* **Challenge**
Find every line in the rows below that contains the word "instance", and copy each one. The match is case-sensitive.
# START OF Exercise materials
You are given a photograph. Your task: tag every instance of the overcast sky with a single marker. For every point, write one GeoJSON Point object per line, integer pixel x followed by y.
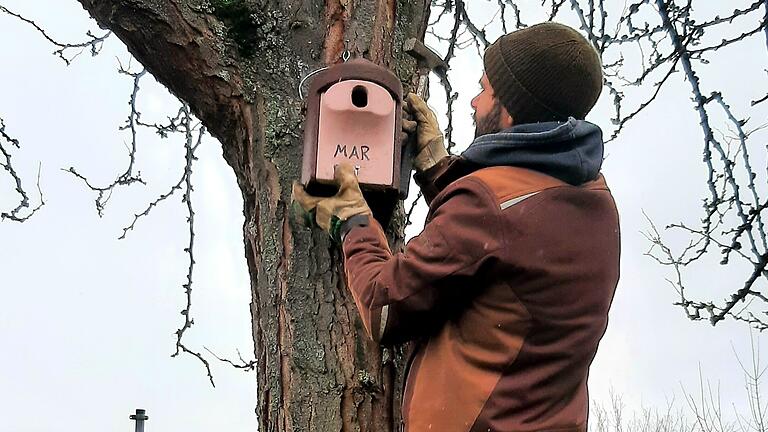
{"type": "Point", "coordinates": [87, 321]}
# END OF Exercise materials
# START OF Exercise materials
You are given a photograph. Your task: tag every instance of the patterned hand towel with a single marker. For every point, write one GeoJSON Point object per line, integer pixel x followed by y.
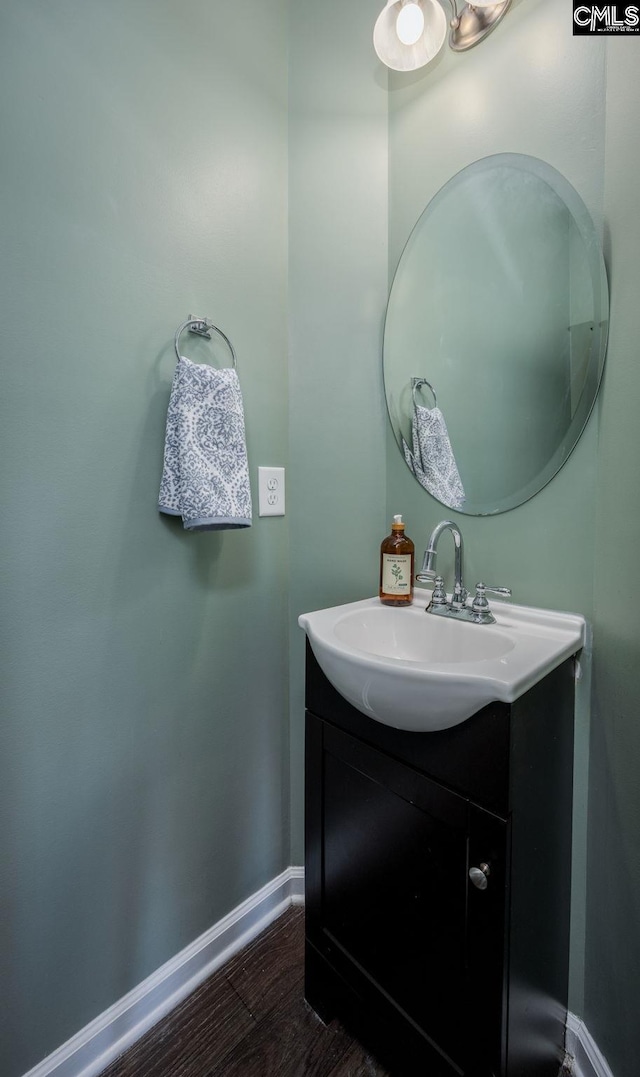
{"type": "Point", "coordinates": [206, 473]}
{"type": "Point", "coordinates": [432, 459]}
# END OF Exercise materials
* **Output of the task**
You are given a photograph. Your task: tag every instance of the overcast sky with a single marker. For every point, write one GeoJSON Point object per line, integer pixel x followed by y.
You are given a photograph. Your task: tag every instance of the patterned hand towel with a single marker. For every point, write one GeoJSON Point object per line, integer pixel x followed by y.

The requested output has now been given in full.